A first application is the characterization of finite morphisms as proper morphisms with finite fibres.
Lemma 37.44.1. Let $f : X \to S$ be a morphism of schemes. The following are equivalent:
$f$ is finite,
$f$ is proper with finite fibres,
$f$ is proper and locally quasi-finite,
$f$ is universally closed, separated, locally of finite type and has finite fibres.
Proof. We have (1) implies (2) by Morphisms, Lemmas 29.44.11, 29.20.10, and 29.44.10. We have (2) implies (3) by Morphisms, Lemma 29.20.7. We have (3) implies (4) by the definition of proper morphisms and Morphisms, Lemmas 29.20.9 and 29.20.10.
Assume (4). Pick $s \in S$. By Morphisms, Lemma 29.20.7 we see that all the finitely many points of $X_ s$ are isolated in $X_ s$. Choose an elementary étale neighbourhood $(U, u) \to (S, s)$ and decomposition $X_ U = V \amalg W$ as in Lemma 37.41.6. Note that $W_ u = \emptyset $ because all points of $X_ s$ are isolated. Since $f$ is universally closed we see that the image of $W$ in $U$ is a closed set not containing $u$. After shrinking $U$ we may assume that $W = \emptyset $. In other words we see that $X_ U = V$ is finite over $U$. Since $s \in S$ was arbitrary this means there exists a family $\{ U_ i \to S\} $ of étale morphisms whose images cover $S$ such that the base changes $X_{U_ i} \to U_ i$ are finite. Note that $\{ U_ i \to S\} $ is an étale covering, see Topologies, Definition 34.4.1. Hence it is an fpqc covering, see Topologies, Lemma 34.9.7. Hence we conclude $f$ is finite by Descent, Lemma 35.23.23. $\square$
As a consequence we have the following useful results.

Set exercise 1: Reproduce the part of the passage on finite morphisms that opens with the words containing "A first application" and closes with "has finite fibres.".
Set exercise 2: For each statement below, answer yes or no according to the passage on finite morphisms, and quote the words that decide it. (a) The proof derives (2) implies (3) from Morphisms, Lemma 29.20.7. (b) After shrinking $U$, the proof assumes that $V$ is empty. (c) The étale covering is shown to be an fpqc covering by citing Topologies, Lemma 34.9.7.

Records from a data source

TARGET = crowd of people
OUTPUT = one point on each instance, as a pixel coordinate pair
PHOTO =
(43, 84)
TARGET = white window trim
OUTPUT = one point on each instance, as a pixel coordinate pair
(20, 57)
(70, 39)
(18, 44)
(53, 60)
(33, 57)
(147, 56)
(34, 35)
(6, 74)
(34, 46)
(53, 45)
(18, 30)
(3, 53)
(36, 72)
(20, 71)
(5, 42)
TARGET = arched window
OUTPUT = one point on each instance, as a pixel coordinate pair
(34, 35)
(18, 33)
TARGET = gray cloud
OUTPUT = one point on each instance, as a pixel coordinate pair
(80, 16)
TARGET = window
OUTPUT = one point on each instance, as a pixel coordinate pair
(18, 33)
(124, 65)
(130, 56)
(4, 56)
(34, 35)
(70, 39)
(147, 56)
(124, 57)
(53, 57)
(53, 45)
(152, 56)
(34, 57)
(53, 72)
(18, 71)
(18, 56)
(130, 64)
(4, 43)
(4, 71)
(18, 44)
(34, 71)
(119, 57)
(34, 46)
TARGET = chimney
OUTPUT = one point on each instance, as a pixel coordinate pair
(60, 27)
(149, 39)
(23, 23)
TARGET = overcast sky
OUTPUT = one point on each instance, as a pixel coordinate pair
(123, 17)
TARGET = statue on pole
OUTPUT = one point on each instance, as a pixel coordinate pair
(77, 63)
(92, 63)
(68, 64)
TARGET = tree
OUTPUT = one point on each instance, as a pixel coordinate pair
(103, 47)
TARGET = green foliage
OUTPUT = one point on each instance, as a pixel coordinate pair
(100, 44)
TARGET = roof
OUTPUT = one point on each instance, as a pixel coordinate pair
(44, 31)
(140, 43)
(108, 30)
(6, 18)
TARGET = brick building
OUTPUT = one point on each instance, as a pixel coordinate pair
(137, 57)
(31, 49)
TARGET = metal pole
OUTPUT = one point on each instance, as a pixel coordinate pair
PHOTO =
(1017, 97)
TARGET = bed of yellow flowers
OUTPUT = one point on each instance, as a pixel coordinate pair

Correct result 1:
A first application is the characterization of finite morphisms as proper morphisms with finite fibres.
Lemma 37.44.1. Let $f : X \to S$ be a morphism of schemes. The following are equivalent:
$f$ is finite,
$f$ is proper with finite fibres,
$f$ is proper and locally quasi-finite,
$f$ is universally closed, separated, locally of finite type and has finite fibres.

Correct result 2:
(a) Yes: "We have (2) implies (3) by Morphisms, Lemma 29.20.7."
(b) No: "After shrinking $U$ we may assume that $W = \emptyset $."
(c) Yes: "Hence it is an fpqc covering, see Topologies, Lemma 34.9.7."